Set exercise: How many lines of the listing below contain the string "path"? Case matters. Reply with the number only.

Given records:
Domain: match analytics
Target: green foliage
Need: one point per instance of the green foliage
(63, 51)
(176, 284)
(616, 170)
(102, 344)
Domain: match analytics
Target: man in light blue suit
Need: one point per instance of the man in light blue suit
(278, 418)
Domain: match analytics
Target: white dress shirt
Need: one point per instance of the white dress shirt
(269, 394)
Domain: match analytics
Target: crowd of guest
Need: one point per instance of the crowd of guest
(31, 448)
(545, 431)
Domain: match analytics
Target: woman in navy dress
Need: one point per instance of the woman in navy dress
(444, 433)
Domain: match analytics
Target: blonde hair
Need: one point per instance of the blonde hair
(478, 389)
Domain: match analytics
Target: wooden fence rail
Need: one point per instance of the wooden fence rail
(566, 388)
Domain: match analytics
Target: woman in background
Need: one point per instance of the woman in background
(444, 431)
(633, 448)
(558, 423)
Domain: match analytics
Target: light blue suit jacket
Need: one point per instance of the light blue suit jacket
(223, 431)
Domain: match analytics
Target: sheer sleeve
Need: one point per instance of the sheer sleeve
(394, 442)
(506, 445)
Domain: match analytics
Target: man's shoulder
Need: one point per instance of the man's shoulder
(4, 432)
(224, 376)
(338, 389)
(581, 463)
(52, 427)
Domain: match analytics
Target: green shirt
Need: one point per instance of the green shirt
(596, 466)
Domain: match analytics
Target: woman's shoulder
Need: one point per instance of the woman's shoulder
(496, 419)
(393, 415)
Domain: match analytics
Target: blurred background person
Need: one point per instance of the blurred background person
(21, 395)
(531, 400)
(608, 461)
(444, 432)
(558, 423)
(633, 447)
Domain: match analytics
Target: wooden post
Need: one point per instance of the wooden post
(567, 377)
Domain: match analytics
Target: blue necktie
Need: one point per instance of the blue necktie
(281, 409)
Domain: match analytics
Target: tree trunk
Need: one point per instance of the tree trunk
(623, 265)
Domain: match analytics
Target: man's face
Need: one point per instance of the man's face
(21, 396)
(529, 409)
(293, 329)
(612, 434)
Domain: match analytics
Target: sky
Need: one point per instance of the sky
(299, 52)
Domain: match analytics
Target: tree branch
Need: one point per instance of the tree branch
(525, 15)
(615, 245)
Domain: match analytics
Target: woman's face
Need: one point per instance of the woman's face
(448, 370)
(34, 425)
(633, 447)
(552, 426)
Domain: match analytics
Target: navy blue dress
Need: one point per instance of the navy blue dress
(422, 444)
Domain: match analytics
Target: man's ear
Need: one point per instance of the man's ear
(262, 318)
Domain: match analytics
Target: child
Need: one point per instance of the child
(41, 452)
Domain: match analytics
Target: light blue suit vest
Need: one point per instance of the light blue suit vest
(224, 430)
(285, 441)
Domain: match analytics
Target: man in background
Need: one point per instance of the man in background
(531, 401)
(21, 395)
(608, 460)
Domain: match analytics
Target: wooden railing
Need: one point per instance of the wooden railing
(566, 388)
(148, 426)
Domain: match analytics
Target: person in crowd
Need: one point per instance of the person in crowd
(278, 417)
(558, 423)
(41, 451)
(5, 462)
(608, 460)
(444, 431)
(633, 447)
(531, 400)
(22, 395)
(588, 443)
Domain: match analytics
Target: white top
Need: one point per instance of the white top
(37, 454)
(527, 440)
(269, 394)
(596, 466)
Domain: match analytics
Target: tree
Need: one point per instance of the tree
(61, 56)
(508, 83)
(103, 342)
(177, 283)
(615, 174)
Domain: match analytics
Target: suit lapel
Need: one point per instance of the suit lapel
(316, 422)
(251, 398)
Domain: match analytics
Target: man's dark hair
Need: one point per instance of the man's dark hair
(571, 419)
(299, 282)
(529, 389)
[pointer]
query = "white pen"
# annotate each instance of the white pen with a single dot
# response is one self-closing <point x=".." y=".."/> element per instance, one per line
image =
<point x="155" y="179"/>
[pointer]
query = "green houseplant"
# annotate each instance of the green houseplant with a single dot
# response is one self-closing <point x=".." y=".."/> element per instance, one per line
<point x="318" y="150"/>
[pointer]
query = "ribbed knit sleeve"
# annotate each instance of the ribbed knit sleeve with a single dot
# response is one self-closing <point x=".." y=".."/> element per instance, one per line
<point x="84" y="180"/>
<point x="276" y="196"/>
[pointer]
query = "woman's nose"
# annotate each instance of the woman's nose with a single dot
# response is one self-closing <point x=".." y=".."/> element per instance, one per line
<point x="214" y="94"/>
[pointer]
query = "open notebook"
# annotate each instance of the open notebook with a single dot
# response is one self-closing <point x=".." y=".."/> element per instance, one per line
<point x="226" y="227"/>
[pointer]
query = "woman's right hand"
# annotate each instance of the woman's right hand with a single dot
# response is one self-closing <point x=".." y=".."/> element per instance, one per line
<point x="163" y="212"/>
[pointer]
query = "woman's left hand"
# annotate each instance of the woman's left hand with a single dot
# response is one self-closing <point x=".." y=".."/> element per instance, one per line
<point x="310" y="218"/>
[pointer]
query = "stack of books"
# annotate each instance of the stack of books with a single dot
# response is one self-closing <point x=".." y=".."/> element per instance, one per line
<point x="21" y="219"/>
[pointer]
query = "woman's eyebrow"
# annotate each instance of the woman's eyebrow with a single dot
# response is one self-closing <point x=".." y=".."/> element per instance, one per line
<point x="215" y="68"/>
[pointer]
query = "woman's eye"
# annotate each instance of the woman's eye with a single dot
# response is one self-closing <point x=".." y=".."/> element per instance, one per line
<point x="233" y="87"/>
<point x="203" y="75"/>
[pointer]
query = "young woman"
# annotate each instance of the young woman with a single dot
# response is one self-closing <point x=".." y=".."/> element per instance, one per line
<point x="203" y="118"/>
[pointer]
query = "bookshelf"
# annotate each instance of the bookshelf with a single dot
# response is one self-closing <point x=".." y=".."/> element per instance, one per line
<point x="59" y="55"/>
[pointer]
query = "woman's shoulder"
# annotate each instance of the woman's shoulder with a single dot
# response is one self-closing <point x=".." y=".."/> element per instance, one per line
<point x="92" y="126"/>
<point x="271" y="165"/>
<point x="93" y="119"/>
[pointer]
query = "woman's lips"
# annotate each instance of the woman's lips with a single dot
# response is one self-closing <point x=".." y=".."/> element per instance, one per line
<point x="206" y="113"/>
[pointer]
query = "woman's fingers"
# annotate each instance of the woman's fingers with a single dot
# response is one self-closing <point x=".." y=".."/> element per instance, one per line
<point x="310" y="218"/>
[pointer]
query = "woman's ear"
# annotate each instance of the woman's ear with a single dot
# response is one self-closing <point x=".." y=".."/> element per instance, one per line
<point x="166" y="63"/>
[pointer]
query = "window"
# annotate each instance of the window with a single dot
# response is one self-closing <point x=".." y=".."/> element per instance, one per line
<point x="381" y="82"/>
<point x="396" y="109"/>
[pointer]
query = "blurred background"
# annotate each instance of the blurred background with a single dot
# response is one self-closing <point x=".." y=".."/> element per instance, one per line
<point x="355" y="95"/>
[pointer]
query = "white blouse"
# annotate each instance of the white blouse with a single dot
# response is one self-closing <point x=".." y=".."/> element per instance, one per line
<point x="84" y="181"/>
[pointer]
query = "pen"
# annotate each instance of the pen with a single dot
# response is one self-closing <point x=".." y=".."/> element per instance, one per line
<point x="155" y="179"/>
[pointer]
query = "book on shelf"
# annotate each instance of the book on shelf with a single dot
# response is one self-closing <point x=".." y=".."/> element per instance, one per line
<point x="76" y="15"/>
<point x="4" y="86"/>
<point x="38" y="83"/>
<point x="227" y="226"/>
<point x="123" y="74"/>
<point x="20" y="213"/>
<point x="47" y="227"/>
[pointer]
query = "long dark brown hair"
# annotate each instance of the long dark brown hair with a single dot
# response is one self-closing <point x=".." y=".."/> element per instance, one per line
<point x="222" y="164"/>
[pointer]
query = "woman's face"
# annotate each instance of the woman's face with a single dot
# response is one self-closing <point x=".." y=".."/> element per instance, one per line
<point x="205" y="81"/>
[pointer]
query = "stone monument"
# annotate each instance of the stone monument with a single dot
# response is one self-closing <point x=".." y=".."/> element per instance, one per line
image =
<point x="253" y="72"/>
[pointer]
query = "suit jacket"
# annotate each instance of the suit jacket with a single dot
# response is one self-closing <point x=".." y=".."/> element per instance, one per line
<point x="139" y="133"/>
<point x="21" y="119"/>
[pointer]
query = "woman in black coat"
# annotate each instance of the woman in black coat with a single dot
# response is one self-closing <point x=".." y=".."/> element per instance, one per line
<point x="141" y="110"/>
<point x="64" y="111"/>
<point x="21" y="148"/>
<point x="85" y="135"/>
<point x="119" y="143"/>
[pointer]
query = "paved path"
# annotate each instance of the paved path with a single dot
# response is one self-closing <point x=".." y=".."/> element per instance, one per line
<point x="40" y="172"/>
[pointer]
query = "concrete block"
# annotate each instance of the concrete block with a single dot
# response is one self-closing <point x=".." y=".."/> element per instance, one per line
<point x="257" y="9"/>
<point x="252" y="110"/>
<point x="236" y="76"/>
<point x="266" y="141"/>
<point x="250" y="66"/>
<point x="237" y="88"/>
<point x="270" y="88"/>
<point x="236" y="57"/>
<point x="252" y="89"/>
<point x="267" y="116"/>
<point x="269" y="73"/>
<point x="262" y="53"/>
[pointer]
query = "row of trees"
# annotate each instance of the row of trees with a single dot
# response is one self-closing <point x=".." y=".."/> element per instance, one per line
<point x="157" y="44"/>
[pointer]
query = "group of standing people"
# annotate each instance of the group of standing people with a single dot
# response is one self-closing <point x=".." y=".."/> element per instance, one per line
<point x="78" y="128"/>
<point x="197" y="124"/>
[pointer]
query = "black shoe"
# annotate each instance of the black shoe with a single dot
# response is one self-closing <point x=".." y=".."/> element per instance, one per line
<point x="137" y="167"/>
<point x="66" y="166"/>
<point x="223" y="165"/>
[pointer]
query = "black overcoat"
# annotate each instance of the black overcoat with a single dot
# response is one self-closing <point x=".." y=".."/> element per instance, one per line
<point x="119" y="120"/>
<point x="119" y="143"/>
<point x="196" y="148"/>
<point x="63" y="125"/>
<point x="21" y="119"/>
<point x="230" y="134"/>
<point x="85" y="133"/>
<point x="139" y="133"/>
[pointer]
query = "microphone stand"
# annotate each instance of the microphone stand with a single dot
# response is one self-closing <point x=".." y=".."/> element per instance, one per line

Correct result: 2